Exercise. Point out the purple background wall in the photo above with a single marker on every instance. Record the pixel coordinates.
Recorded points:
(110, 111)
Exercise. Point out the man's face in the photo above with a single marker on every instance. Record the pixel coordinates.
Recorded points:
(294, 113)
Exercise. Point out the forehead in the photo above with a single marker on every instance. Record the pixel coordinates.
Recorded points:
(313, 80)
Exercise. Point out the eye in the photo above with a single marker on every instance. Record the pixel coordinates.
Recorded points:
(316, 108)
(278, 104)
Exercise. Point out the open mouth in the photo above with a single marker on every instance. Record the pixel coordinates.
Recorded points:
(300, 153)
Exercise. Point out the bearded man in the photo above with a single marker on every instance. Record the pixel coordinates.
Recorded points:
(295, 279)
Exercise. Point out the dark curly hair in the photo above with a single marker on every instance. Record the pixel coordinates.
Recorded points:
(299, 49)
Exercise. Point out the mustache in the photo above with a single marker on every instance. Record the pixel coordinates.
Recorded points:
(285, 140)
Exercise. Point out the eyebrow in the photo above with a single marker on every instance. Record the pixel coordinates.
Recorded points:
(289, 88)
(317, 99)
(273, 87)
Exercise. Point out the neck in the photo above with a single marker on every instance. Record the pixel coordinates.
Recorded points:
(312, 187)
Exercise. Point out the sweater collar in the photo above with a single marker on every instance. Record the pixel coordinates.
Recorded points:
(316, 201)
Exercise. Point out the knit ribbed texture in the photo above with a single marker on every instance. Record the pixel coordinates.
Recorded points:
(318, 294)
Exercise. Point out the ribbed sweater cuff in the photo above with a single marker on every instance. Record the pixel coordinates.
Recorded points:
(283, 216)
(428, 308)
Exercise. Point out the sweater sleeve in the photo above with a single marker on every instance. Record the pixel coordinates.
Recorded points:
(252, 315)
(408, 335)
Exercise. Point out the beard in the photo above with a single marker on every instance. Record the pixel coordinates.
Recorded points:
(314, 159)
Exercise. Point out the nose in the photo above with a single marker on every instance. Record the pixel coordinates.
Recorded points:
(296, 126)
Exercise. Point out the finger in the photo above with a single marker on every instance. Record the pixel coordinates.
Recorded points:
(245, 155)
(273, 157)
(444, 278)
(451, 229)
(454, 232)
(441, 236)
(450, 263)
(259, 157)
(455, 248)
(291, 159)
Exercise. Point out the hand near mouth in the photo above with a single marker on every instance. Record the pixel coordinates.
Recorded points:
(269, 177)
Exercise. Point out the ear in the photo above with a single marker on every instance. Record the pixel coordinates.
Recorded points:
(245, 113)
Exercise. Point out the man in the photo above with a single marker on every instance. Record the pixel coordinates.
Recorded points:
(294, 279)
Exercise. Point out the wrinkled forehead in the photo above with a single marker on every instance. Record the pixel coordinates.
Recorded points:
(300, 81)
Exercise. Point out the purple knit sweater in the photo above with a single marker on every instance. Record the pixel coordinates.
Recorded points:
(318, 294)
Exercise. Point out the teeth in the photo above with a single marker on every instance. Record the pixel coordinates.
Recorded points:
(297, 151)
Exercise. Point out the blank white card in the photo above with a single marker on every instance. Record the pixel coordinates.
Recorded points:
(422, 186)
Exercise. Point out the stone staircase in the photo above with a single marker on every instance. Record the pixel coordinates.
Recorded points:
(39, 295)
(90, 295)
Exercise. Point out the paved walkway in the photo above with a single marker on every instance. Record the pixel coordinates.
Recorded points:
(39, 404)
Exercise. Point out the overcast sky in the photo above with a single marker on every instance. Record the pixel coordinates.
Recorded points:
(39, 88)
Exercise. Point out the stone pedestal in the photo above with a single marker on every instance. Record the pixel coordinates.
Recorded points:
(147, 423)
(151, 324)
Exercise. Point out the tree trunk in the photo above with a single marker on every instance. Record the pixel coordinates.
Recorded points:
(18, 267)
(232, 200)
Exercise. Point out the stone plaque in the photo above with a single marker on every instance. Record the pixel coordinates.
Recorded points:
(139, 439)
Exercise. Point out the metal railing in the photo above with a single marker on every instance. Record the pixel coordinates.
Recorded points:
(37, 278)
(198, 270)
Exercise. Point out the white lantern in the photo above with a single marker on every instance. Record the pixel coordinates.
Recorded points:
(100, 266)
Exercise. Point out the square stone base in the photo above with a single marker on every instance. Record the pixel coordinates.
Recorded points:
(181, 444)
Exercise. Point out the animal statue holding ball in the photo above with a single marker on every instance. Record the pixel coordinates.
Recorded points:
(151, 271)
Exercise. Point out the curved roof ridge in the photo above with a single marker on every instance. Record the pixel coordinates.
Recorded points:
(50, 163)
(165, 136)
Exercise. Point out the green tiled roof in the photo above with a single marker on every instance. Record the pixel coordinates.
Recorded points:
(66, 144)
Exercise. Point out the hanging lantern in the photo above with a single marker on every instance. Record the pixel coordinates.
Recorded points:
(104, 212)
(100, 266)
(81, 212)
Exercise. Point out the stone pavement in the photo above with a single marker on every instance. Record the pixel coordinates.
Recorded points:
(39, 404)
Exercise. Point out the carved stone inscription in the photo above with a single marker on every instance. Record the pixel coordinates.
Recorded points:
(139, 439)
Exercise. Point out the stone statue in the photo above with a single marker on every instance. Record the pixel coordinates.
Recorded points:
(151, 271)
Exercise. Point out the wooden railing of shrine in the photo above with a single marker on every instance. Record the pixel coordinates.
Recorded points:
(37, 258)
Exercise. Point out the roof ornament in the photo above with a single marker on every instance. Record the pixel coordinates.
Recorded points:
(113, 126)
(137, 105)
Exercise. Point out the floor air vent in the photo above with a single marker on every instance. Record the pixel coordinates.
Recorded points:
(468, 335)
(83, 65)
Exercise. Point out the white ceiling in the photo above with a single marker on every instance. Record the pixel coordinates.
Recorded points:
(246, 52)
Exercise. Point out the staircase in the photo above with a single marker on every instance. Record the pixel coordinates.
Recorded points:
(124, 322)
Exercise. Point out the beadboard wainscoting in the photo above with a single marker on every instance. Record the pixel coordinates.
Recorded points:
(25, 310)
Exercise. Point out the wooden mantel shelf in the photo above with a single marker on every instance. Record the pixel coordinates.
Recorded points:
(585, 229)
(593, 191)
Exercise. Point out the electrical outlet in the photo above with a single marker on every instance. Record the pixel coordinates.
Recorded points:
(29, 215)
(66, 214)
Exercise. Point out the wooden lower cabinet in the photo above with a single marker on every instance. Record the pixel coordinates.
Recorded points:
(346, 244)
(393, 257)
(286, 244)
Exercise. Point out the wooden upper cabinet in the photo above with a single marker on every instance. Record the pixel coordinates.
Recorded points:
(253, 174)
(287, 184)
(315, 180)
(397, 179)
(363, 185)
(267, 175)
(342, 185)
◆ ◆ ◆
_What is required:_ When the word "forehead" occurs in a line above, list that line.

_Solution to the exercise:_
Exercise. Point out the forehead in the photo above with a single marker on every instance. Record the pixel coordinates.
Exercise. Point out the wrinkled forehead in the photo above with a single marker on every instance. Record the pixel coordinates.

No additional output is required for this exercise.